-- Provided records follows --
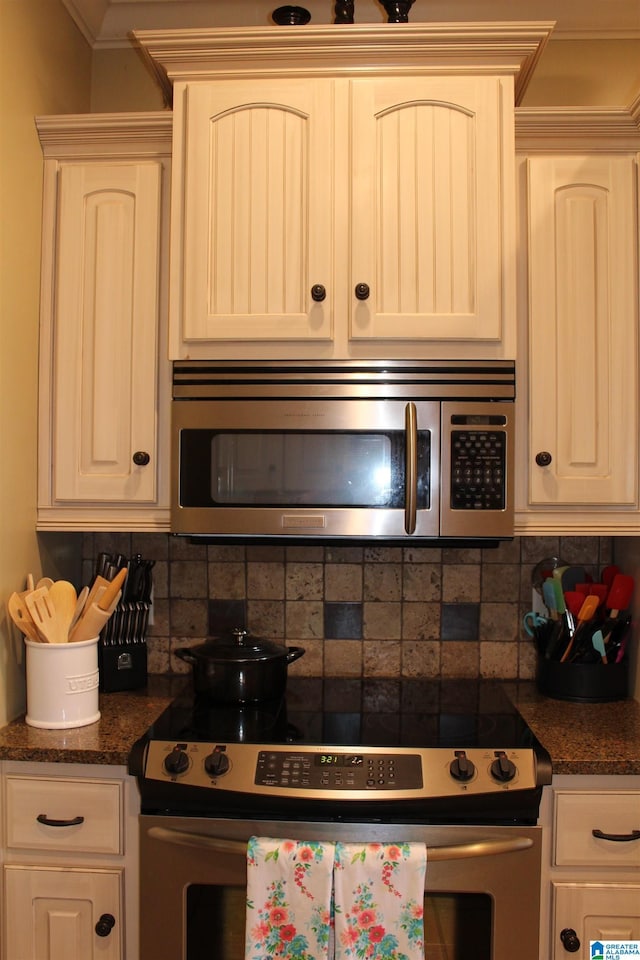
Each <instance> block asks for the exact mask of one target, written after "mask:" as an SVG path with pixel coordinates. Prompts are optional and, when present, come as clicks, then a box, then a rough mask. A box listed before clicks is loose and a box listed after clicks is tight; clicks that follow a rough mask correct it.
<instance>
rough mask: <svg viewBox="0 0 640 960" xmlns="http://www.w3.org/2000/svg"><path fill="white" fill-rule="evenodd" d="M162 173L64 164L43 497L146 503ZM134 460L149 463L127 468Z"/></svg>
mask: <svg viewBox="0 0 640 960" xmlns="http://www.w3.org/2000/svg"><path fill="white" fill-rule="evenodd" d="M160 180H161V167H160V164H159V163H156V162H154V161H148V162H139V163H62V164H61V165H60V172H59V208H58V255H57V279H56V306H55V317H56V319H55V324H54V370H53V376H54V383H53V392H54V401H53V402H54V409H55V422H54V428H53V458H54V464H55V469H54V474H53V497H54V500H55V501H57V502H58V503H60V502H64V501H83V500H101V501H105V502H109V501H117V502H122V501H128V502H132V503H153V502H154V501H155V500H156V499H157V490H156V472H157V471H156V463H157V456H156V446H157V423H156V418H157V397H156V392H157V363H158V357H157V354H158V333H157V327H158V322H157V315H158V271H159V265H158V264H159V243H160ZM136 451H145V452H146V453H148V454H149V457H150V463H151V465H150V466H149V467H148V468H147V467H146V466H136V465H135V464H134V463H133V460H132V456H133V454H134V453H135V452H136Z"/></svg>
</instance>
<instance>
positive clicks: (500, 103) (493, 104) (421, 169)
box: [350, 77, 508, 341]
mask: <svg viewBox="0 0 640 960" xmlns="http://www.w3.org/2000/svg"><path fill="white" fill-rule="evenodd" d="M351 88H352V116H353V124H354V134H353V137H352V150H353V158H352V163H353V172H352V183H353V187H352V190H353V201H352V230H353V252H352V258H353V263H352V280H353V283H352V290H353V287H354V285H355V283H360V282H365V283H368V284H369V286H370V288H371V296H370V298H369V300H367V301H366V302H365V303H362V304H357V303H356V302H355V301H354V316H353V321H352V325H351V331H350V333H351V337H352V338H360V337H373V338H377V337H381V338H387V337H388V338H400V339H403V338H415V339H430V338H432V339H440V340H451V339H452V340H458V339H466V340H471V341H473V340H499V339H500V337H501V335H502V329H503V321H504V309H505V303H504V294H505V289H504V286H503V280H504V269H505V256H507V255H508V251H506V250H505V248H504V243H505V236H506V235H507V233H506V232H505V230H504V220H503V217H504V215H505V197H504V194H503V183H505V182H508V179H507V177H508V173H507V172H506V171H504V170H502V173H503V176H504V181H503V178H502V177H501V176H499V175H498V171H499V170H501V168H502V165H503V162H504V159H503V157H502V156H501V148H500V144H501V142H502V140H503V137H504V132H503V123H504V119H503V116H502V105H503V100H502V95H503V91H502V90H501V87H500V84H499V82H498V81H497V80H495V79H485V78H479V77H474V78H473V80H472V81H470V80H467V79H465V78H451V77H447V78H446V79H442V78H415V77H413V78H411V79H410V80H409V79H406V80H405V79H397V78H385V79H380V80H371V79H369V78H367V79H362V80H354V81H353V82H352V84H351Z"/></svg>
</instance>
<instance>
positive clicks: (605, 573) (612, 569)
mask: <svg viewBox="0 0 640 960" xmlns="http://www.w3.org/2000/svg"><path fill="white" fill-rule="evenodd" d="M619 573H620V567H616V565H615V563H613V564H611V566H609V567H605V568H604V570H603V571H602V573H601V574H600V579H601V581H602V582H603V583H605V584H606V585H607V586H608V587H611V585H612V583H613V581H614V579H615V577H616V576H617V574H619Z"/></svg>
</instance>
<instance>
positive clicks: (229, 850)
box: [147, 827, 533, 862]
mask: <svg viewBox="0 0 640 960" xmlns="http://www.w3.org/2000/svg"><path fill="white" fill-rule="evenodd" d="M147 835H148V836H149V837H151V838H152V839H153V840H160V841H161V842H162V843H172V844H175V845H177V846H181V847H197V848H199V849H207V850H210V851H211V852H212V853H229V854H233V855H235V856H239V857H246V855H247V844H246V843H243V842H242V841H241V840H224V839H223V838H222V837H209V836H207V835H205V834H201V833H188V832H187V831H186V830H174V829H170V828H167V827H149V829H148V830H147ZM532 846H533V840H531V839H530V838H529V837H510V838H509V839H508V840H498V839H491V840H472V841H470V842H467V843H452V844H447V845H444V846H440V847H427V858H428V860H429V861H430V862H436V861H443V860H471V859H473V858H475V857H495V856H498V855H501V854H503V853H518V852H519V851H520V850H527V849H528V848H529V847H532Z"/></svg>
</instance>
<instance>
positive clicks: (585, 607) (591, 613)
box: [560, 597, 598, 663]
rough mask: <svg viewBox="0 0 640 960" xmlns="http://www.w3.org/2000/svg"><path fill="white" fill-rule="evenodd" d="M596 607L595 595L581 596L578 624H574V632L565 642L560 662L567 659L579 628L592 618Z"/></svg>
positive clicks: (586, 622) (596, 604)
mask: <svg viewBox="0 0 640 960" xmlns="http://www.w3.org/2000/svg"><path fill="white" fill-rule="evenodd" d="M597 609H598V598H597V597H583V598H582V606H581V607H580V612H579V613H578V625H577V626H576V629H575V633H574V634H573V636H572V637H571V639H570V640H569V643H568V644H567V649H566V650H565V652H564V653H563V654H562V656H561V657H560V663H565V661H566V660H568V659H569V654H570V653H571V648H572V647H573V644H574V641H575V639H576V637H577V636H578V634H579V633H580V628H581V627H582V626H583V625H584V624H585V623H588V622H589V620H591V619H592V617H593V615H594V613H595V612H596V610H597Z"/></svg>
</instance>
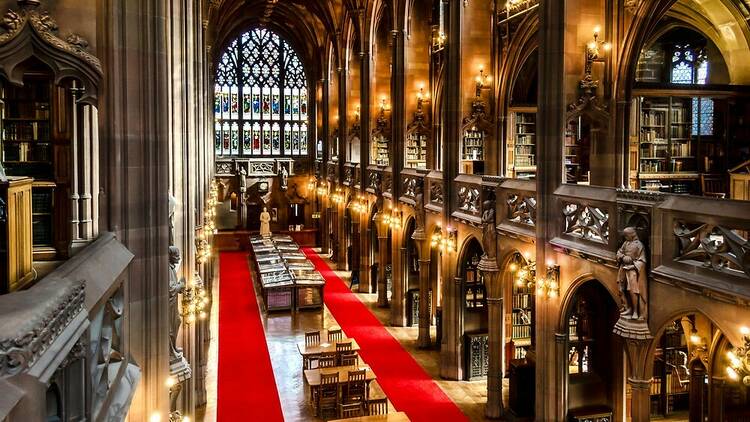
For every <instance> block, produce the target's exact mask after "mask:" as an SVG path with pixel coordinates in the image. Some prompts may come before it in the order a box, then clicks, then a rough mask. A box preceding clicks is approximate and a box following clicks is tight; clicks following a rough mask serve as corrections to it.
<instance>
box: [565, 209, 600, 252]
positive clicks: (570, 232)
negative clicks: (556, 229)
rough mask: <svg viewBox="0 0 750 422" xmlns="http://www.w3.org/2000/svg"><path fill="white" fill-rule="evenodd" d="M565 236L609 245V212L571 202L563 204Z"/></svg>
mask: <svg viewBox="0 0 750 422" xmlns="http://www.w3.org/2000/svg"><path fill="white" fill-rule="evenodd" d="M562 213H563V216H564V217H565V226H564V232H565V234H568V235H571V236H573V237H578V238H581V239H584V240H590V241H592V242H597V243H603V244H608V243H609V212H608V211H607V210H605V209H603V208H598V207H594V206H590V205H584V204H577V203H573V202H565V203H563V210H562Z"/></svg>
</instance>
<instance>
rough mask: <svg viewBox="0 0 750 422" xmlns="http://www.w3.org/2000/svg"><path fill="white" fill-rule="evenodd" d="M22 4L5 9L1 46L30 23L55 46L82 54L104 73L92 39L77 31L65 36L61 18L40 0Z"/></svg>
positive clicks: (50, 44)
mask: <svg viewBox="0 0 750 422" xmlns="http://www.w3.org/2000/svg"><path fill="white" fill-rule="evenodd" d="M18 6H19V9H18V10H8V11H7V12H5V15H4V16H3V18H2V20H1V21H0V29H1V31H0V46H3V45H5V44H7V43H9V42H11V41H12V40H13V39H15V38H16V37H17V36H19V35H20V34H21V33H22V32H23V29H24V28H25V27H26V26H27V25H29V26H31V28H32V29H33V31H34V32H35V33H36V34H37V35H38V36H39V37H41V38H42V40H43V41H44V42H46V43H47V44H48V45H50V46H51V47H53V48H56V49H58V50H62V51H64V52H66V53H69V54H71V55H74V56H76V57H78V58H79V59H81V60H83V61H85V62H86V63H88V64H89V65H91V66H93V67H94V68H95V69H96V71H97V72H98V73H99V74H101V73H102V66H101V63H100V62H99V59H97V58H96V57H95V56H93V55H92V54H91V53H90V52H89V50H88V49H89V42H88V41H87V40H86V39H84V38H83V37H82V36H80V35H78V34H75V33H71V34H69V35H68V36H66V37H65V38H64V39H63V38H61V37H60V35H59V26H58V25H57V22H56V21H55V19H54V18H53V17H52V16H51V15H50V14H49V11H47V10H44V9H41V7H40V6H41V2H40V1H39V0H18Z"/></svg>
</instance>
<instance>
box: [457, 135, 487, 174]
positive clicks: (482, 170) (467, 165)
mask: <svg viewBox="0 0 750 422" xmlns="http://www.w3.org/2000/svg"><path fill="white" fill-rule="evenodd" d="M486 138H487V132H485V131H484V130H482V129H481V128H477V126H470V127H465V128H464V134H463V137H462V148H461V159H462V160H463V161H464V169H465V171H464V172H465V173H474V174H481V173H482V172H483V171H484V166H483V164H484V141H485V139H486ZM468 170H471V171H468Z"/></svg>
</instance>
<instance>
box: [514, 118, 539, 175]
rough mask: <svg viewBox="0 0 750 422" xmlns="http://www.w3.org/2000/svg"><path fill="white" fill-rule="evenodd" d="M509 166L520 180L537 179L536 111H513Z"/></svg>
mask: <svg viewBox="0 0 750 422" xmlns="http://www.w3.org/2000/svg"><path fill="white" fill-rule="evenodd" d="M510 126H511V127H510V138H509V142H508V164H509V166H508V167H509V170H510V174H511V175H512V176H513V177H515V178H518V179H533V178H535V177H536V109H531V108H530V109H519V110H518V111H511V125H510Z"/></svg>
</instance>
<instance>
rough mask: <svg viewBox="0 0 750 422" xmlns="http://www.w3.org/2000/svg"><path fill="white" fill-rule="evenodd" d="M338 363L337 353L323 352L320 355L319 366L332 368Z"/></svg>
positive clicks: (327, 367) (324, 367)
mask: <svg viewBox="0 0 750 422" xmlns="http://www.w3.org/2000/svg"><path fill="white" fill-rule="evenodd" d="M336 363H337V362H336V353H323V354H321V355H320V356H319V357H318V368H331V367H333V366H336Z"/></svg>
-- Provided records concluded --
-- Provided records follows --
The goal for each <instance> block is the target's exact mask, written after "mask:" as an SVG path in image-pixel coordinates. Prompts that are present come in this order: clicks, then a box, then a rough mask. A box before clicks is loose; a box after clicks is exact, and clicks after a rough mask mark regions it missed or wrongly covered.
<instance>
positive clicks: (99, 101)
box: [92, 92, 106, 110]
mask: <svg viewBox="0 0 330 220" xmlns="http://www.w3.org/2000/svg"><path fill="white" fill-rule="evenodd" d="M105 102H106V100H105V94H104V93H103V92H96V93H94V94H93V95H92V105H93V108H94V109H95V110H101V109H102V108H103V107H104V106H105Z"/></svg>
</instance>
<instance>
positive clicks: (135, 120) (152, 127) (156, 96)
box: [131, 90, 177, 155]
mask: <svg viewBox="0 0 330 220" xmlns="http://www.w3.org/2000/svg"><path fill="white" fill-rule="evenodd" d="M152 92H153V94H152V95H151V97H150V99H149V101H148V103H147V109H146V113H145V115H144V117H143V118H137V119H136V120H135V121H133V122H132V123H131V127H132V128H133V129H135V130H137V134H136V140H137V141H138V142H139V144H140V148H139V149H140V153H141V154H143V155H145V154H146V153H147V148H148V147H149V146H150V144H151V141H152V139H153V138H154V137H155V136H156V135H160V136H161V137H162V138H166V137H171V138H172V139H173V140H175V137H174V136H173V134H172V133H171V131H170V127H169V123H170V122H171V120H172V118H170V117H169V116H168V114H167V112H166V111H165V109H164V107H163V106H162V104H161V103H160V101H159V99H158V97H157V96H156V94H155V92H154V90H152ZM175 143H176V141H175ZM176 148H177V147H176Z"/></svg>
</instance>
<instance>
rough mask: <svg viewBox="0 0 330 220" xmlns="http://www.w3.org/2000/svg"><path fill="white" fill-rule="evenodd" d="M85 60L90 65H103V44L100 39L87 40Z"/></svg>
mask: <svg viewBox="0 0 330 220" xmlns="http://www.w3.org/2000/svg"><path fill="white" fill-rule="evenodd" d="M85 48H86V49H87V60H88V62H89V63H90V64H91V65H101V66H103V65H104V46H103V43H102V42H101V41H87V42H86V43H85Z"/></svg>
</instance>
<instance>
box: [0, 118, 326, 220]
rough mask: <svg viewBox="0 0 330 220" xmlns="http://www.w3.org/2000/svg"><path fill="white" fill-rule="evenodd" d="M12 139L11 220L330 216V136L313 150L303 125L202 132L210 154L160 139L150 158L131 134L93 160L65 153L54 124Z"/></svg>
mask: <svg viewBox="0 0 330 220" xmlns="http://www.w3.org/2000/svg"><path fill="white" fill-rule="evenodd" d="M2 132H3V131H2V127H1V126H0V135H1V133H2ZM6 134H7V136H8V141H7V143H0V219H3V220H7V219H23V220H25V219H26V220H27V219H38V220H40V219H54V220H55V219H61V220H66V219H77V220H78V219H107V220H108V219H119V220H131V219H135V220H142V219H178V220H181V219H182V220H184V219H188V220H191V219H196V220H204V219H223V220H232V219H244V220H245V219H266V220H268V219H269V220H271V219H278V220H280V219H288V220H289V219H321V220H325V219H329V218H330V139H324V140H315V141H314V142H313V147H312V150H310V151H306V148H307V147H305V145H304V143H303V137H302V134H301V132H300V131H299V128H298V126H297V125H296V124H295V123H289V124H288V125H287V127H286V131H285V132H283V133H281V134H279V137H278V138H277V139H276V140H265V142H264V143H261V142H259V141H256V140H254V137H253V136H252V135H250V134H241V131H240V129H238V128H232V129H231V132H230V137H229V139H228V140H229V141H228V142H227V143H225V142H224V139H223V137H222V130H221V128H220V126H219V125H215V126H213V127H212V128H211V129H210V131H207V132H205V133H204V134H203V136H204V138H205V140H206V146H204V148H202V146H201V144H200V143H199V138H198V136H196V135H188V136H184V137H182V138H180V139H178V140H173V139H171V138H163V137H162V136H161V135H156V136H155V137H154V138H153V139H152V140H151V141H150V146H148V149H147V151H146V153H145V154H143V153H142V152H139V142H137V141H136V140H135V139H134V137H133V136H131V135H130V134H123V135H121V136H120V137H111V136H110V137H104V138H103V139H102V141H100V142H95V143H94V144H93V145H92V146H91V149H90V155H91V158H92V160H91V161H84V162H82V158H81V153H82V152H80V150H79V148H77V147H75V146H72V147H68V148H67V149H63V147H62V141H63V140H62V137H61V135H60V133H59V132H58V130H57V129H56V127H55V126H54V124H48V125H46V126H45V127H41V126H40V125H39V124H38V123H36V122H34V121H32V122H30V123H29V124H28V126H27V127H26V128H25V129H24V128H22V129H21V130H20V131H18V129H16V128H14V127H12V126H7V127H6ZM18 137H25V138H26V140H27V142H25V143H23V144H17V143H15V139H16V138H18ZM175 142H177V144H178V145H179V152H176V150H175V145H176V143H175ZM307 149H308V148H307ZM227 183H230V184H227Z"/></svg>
-- Provided records concluded --
-- Provided records follows --
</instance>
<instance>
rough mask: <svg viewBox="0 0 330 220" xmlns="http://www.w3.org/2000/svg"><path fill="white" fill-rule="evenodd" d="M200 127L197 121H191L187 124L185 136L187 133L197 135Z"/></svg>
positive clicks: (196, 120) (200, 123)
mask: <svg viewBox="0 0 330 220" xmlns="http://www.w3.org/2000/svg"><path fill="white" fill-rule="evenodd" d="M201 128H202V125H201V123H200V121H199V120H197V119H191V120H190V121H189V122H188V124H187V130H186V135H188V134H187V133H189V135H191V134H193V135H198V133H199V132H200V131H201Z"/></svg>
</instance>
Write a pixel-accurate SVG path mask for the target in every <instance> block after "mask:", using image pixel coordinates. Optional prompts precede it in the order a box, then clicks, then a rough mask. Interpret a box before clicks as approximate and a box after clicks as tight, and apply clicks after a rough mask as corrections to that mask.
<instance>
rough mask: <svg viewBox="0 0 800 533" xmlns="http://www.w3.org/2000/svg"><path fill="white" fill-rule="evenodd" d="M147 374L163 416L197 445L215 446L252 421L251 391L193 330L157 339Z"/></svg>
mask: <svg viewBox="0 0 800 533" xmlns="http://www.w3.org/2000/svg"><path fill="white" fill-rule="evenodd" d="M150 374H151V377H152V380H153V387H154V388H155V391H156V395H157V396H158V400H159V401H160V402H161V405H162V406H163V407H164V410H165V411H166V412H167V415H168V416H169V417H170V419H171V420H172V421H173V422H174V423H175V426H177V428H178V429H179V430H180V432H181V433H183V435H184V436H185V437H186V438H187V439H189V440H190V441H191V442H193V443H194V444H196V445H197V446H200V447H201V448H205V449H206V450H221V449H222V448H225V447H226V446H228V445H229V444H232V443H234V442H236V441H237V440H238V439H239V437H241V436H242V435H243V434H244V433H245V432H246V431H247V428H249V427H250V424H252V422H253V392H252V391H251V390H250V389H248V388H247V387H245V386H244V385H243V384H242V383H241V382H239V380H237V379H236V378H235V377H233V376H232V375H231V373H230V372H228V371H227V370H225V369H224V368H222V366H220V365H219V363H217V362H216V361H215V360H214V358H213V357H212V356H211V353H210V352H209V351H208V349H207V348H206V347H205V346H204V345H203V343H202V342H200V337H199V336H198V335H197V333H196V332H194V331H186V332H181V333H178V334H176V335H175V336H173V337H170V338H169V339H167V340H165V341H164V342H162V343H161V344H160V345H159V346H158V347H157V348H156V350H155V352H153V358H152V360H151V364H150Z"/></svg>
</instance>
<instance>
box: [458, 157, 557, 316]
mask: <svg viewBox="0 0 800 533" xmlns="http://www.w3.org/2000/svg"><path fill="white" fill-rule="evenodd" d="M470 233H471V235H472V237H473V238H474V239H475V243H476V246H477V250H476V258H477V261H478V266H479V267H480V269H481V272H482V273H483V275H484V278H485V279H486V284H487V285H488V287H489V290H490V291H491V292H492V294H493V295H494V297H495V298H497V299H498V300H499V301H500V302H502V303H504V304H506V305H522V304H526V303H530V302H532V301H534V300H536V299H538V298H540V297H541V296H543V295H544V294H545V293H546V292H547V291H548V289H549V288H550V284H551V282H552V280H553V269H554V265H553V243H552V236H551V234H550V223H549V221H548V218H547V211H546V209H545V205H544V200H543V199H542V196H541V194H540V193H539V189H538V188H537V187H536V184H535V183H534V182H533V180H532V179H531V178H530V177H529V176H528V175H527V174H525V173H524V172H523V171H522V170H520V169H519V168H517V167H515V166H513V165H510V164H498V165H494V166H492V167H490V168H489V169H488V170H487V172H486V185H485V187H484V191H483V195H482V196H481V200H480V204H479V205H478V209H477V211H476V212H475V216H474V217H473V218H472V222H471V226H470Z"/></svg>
-- Provided records concluded --
Work request: Count the lines in the rows above that contain the word "apply", and reply with the number alone.

Result: 1